**Assigned task:** Make an exact copy of every entry.

Start of Block

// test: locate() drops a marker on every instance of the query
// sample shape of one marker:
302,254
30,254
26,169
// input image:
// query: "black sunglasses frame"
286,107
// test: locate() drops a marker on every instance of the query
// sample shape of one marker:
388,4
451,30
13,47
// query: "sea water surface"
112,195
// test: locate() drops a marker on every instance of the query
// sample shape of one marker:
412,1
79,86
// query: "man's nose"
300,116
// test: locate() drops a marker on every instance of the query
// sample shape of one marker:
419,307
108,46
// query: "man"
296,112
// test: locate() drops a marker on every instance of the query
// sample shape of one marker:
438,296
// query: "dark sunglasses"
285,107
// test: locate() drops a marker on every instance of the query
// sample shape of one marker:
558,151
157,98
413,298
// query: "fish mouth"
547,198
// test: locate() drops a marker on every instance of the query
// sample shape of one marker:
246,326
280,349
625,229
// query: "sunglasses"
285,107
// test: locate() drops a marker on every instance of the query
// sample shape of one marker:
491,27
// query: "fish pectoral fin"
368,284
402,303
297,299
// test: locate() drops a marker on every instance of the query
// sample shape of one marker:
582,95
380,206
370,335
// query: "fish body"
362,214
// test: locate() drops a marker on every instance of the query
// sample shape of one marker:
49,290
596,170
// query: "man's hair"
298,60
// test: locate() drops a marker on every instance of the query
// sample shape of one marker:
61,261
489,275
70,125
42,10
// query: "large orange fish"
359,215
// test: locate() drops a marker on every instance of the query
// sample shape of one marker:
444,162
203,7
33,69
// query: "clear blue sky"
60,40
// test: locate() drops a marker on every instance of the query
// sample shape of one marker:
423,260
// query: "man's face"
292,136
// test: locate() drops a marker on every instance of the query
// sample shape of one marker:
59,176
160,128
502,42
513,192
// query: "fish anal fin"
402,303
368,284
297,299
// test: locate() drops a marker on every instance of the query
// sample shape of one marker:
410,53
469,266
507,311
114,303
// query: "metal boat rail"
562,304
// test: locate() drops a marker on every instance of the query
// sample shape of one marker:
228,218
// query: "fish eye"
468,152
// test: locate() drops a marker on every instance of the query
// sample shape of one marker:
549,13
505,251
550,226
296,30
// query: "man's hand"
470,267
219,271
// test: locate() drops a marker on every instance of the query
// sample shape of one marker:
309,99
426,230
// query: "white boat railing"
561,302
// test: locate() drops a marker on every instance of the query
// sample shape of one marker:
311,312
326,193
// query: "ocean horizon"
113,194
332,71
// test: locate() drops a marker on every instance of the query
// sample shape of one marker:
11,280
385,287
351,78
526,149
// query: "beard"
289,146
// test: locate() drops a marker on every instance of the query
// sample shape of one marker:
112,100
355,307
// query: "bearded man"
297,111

End of Block

**Answer space:**
// test: locate() drops a marker on every instance of the query
// sample shape of one marker:
302,254
30,254
26,169
// input image:
// query: "black sunglasses frame"
286,107
// test: locate() drops a marker on every instance of the query
// sample shape of one marker:
388,4
451,30
13,47
// query: "sea water surface"
112,195
// test: locate() drops a marker on every instance of the query
// sample shape of one marker:
412,1
79,86
// query: "man's nose"
300,116
// test: locate() drops a marker on every instance of the query
// sample shape of one marker:
419,307
108,46
// query: "man"
296,112
// test: locate() drops a marker on every instance of the query
// sample shape of one marker:
438,296
// query: "dark sunglasses"
285,107
// test: locate() drops a marker on every instance of the query
// sample shape of one marker:
558,151
157,98
413,298
// query: "fish mouth"
547,198
// test: locate() drops a marker on every instance of the query
// sample shape of one marker:
246,326
280,349
625,229
// query: "sunglasses"
285,107
// test: locate() drops a marker on every instance of the query
// sample shape of one marker:
491,27
// query: "fish pectoral fin"
368,284
402,303
297,299
// test: locate() drops a marker on every instance of the query
// sample shape of one marker:
582,95
380,206
370,335
// query: "fish body"
362,214
// test: locate() drops a marker on every instance of the query
// sample shape of one marker:
49,290
596,170
// query: "man's hair"
298,60
// test: locate() drops a marker on every instance of the query
// sample shape of one marker:
61,261
489,275
70,125
42,10
// query: "large orange fish"
359,215
// test: locate() drops a marker on every instance of the query
// sample shape of one marker:
444,162
203,7
33,69
// query: "clear blue sky"
60,40
// test: locate() drops a marker on every instance of the query
// sample shape of one marker:
423,260
// query: "man's face"
292,136
// test: locate() drops a marker on every instance of the query
// sample shape of one marker:
59,176
160,128
502,42
513,192
// query: "fish anal fin"
402,303
368,284
297,299
// test: locate() drops a marker on every instance of the query
// sample shape of one marker:
410,53
469,266
507,311
114,303
// query: "metal boat rail"
562,304
// test: locate() drops a marker on every instance of the query
// sample shape of one marker:
228,218
// query: "fish eye"
468,152
// test: locate() drops a marker on every instance of the query
// sample shape of one marker:
549,13
505,251
550,226
296,30
// query: "man's hand"
470,267
219,271
// test: locate() drops a marker on every instance of the query
// sample shape of one marker:
309,99
426,230
// query: "white boat railing"
561,302
// test: locate() drops a marker on every instance of the query
// sample shape of one marker:
311,312
326,193
// query: "ocean horizon"
113,194
332,71
// test: locate() drops a marker on every instance of the query
// sample shape of one marker:
11,280
385,287
351,78
526,149
// query: "beard"
289,146
// test: locate() drops a marker on every instance of the query
// sample shape of one marker:
112,100
355,307
// query: "bearded man"
297,111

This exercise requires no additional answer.